## [Directions]
In the article on a proposed Quad maritime force, switch "Indian Ocean" to "Pacific Ocean" and write out again the part that opens with the words containing "The force would" and closes with "according to Nikkei.".

## [Quoted passage]
[Start]

Warships from the United States, India, Australia and Japan train together during the Malabar exercise in the Arabian Sea, Nov. 17, 2020. (Keenan Daniels/U.S. Navy)

The United States should combine with India, Australia and Japan to launch a standing Indo-Pacific maritime force to counter China, according to a former U.S. chief of naval operations.

The members of the Quadrilateral Security Dialogue, or Quad, an informal group seen as a strategic hedge against Beijing’s rising military power and in recent years have trained together during the Malabar naval drills.

However, retired Adm. Gary Roughead, speaking at the Center for Strategic and International Studies/Nikkei Symposium in Tokyo Oct. 18, said the four should stand up a permanent force.

"My belief is that to get the Quad moving, we should establish a standing Quad maritime force that's in being all the time," he said, Nikkei Asia reported Friday. He suggested the command of that force "would rotate perhaps every six months among the countries."

Retired Adm. Gary Roughead oversaw U.S. naval operations from 2007 to 2011.

Retired Adm. Gary Roughead oversaw U.S. naval operations from 2007 to 2011. (Tiffini Vanderwyst/U.S. Navy)

The force would support coast guards and help protect maritime resources, said Roughead, who oversaw U.S. naval operations from 2007 to 2011.

One of only two officers in the Navy’s history to have commanded both the U.S. Atlantic and Pacific Fleets, Roughead also suggested splitting the Indo-Pacific command with a headquarters in Northeast Asia and another covering Southeast Asia and the Indian Ocean.

"To think that there is one entity that can control military forces across this wide area, [considering] the way China has adapted over the last 25 years, I think is a false assumption," he said, according to Nikkei.

The idea of a combined Indo-Pacific naval force seems akin to maritime groups of four to six frigates or destroyers employed by the North Atlantic Treaty Organization in the Atlantic and Mediterranean, said former Navy Capt. Jan van Tol, a senior fellow at the Center for Strategic and Budgetary Assessments, a nonprofit defense-policy think tank in Washington, D.C.

[End]

## [Information supplied]
[Start]

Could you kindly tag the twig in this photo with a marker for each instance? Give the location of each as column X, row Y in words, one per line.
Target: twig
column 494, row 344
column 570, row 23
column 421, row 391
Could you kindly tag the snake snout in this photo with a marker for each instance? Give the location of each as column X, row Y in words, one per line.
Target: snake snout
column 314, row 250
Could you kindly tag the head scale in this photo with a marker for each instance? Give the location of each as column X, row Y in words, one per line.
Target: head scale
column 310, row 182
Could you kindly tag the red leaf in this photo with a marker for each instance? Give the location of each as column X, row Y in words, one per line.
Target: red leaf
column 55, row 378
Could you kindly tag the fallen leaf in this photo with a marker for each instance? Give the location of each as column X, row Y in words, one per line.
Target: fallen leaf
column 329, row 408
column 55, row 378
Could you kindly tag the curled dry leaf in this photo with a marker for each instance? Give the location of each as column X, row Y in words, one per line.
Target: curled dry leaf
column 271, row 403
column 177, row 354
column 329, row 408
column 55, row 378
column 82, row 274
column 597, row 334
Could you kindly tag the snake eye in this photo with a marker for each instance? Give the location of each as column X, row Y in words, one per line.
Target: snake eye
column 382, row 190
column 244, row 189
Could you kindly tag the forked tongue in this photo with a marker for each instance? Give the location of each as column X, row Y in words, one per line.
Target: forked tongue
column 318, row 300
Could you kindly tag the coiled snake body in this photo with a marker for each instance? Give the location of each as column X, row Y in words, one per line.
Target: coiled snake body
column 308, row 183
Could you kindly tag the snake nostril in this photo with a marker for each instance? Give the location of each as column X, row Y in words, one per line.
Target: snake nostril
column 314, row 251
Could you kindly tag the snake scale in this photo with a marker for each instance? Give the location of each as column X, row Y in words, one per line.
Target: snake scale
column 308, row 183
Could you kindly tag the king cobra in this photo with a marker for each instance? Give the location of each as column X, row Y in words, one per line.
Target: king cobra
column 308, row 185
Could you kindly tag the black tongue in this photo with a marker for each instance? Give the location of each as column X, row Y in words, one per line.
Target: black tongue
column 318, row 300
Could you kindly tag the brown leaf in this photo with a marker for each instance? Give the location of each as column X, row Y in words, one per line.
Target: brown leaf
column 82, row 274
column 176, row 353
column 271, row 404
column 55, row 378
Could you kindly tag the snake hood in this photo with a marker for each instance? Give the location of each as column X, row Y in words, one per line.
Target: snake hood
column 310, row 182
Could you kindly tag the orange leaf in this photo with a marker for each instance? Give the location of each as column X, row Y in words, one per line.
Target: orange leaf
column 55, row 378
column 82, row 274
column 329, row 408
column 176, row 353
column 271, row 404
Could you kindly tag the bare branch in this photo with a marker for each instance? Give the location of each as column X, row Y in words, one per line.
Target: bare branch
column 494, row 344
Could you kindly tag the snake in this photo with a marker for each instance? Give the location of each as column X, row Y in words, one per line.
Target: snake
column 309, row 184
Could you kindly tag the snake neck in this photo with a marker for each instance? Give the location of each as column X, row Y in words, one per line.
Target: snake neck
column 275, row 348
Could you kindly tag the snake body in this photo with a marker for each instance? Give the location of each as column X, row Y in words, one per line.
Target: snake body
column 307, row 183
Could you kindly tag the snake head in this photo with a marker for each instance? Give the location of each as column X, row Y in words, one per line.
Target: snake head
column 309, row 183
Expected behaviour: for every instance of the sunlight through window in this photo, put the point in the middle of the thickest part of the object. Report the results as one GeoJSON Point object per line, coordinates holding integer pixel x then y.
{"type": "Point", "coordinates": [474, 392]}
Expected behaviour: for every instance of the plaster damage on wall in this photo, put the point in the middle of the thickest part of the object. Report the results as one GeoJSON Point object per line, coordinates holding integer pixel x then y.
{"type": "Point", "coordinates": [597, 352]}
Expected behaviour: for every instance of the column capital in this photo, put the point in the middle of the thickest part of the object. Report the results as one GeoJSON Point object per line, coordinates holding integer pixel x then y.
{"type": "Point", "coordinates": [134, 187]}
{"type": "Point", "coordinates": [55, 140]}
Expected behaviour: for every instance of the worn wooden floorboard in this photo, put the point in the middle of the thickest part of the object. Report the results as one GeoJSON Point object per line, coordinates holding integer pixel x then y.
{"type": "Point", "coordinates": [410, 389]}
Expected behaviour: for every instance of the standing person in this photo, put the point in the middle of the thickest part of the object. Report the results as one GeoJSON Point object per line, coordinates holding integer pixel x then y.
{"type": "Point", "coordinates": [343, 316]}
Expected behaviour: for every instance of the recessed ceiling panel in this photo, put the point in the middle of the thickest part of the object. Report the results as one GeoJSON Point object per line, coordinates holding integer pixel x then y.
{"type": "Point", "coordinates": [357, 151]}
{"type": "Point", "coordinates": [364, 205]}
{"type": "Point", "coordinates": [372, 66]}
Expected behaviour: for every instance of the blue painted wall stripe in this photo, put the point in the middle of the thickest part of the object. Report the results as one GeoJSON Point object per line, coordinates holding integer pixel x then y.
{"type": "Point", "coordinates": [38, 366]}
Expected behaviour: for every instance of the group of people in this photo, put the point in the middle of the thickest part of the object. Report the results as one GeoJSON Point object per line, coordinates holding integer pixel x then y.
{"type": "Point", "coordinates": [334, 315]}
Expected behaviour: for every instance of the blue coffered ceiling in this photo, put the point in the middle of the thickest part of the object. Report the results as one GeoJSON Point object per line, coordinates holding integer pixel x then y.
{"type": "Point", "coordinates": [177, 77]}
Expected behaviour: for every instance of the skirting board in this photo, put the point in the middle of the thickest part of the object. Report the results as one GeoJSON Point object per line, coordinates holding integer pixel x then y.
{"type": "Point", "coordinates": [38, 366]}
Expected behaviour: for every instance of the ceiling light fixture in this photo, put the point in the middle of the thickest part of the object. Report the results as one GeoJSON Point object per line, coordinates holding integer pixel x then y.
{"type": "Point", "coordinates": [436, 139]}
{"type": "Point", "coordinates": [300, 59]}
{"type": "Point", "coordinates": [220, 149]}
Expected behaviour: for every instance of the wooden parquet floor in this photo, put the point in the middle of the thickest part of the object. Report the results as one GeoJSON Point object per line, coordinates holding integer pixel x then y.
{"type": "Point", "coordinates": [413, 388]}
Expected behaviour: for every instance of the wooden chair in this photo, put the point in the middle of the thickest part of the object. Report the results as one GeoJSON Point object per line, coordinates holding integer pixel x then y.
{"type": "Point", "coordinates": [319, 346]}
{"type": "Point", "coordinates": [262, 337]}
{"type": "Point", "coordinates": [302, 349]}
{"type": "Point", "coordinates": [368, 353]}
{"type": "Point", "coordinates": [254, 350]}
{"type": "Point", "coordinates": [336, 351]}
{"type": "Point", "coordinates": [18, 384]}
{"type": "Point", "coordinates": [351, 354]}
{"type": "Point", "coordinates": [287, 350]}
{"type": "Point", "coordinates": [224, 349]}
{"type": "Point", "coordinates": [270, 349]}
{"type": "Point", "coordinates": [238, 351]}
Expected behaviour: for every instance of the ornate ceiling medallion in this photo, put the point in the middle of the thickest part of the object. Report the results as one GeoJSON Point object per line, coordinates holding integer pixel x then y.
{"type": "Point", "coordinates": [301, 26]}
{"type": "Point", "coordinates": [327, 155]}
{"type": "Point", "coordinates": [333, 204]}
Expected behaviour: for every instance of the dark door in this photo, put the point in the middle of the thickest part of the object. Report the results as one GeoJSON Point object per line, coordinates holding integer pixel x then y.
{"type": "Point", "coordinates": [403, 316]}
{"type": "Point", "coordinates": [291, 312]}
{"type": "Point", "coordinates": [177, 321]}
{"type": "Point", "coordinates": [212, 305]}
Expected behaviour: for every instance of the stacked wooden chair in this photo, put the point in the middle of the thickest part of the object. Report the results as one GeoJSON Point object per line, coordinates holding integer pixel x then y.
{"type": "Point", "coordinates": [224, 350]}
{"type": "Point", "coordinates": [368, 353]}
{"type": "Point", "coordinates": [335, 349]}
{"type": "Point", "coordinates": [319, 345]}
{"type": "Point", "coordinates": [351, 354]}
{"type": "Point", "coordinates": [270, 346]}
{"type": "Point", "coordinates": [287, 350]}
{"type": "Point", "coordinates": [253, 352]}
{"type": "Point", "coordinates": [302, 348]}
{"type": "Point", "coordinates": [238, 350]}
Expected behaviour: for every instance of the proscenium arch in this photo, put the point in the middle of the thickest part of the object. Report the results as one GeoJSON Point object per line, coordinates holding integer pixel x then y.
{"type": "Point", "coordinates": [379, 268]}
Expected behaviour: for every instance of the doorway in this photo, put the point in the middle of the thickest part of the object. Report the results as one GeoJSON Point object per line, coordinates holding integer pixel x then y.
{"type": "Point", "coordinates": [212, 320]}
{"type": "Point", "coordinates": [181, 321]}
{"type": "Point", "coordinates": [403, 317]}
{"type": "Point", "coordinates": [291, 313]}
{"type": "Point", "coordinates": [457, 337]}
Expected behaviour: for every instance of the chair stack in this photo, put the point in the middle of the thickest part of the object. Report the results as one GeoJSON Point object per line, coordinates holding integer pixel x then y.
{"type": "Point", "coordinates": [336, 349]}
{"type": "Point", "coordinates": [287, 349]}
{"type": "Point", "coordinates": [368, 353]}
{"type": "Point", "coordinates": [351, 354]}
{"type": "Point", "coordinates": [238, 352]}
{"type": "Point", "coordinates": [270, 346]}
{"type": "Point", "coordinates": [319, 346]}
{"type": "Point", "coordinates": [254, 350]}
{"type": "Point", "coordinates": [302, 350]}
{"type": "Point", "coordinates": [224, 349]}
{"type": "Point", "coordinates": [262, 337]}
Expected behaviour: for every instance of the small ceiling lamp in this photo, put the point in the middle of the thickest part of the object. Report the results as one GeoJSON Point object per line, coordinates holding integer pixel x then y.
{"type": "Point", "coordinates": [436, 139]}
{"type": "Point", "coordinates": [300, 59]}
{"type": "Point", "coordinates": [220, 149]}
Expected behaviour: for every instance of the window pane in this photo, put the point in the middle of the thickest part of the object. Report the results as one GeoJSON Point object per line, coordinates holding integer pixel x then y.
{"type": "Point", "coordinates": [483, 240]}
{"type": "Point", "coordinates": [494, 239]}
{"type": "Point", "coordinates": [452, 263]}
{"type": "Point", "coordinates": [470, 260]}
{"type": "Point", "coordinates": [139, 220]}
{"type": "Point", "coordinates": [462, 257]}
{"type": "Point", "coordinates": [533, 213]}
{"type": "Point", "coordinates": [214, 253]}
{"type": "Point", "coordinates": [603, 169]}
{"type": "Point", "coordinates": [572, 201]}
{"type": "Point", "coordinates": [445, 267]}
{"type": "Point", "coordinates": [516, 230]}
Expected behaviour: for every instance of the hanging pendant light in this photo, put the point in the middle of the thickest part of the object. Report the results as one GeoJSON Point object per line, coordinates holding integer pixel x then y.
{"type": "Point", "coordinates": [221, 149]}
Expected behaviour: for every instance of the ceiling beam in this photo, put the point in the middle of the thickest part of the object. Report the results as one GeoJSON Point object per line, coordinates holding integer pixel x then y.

[End]

## [Answer to this problem]
The force would support coast guards and help protect maritime resources, said Roughead, who oversaw U.S. naval operations from 2007 to 2011.

One of only two officers in the Navy’s history to have commanded both the U.S. Atlantic and Pacific Fleets, Roughead also suggested splitting the Indo-Pacific command with a headquarters in Northeast Asia and another covering Southeast Asia and the Pacific Ocean.

"To think that there is one entity that can control military forces across this wide area, [considering] the way China has adapted over the last 25 years, I think is a false assumption," he said, according to Nikkei.